[Extracted records]
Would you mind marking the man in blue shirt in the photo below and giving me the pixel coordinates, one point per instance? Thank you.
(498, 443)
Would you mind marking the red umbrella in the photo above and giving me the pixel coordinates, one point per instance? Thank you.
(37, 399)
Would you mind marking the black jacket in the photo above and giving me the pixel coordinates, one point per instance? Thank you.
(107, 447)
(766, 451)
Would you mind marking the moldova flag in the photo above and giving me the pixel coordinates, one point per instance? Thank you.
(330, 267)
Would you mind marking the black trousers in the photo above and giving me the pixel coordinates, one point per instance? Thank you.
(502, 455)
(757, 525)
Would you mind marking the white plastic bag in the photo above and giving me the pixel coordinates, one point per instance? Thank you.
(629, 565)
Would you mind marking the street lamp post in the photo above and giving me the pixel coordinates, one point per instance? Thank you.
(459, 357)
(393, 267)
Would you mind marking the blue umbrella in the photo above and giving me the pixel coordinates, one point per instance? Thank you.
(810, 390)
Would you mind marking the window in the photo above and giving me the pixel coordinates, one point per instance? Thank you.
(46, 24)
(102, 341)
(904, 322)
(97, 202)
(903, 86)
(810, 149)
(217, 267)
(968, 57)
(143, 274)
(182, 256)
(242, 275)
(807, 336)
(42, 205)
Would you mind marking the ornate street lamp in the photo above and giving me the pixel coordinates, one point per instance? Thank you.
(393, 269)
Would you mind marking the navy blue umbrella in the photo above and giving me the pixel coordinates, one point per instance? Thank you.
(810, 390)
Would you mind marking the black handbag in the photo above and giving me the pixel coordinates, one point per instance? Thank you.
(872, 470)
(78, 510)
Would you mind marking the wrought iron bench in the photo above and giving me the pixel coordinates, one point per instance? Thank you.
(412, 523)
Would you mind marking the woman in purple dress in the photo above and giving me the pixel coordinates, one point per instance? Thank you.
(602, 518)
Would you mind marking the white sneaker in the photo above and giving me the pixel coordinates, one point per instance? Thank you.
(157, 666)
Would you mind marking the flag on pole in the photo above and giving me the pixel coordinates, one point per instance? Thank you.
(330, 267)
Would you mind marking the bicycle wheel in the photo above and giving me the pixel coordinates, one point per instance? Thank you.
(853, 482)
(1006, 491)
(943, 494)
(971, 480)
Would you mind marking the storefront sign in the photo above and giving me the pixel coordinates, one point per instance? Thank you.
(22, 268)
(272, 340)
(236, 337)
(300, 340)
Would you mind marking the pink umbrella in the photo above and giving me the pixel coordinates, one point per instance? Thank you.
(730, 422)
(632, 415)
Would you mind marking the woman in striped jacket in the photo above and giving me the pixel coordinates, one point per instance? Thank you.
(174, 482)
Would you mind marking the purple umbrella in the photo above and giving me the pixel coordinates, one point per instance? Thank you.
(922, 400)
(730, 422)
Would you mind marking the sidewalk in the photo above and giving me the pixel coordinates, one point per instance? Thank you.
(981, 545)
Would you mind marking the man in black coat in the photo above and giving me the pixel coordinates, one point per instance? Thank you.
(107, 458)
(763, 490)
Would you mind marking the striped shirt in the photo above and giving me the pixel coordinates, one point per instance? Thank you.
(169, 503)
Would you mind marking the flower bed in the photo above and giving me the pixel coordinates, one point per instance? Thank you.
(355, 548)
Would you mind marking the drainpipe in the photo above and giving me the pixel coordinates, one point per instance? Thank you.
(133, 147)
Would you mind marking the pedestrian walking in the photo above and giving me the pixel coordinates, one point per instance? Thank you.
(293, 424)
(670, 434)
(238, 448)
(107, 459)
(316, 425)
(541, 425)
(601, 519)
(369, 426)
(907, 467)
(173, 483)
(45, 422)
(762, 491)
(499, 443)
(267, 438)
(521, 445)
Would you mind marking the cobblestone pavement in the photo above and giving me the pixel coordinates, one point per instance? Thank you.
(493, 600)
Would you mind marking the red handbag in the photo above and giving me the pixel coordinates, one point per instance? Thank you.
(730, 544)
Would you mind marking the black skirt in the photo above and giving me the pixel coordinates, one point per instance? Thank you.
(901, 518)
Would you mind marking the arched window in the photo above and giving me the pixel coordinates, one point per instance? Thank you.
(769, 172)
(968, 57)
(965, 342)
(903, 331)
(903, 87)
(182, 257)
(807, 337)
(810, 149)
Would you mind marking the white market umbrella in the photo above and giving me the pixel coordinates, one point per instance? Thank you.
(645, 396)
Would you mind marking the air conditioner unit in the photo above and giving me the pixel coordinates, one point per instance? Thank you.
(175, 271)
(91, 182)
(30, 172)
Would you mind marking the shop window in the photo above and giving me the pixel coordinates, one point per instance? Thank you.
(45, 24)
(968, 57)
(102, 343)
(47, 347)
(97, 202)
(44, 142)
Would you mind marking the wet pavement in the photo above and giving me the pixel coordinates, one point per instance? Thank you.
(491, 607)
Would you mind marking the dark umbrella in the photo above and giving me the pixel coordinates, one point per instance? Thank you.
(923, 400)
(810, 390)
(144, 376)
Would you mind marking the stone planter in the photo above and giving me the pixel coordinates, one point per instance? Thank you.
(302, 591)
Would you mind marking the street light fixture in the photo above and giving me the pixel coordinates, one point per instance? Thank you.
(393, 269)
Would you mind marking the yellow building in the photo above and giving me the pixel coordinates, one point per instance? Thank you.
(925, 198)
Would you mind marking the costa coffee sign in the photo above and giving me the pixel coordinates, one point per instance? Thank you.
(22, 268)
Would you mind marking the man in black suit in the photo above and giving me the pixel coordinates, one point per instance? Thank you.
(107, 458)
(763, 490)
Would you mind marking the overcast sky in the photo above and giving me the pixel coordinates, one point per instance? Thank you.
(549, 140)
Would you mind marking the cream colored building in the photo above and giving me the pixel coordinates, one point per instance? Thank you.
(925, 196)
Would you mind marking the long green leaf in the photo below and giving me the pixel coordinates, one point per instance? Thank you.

▶ What is needed
Exactly and only the lines from the line containing "Would you mind marking the wet" through the last line of the entries should be copied, both ends included.

▶ Result of this exercise
Would you mind marking the wet pavement in the photo above and giving me the pixel coordinates, one point per instance? Thank you.
(491, 607)
Would you mind marking the dark umbrella in the photo above and giving me the pixel coordinates, one point per instance? Thank you.
(923, 400)
(810, 390)
(144, 376)
Would you mind marking the stone planter in the photo above and giving me the pixel coordinates, one point per instance? Thank you.
(302, 591)
Would you mind marking the street light fixture in the photo above and giving me the pixel coordinates, one point per instance? Thank you.
(393, 269)
Would you mind marking the yellow building in the photo above and giving me the pixel coordinates, one point per instance? Thank you.
(925, 198)
Would you mind marking the costa coffee sign in the photo above and giving me the pixel coordinates, one point per instance? Thank you.
(22, 268)
Would you mind marking the man in black suit in the photo above and giving me the pixel coordinates, one point per instance? Thank you.
(107, 458)
(763, 490)
Would you mind marking the overcast sky in the photo above and giving me the pixel coordinates, one point per instance? Thank you.
(549, 140)
Would you mind marking the cream colored building in the photo above and giving me the pixel coordinates, one point per instance? Thank you.
(925, 196)
Would you mind marking the long green leaf in the photo below and giving me the pixel coordinates, one point per instance? Thank you.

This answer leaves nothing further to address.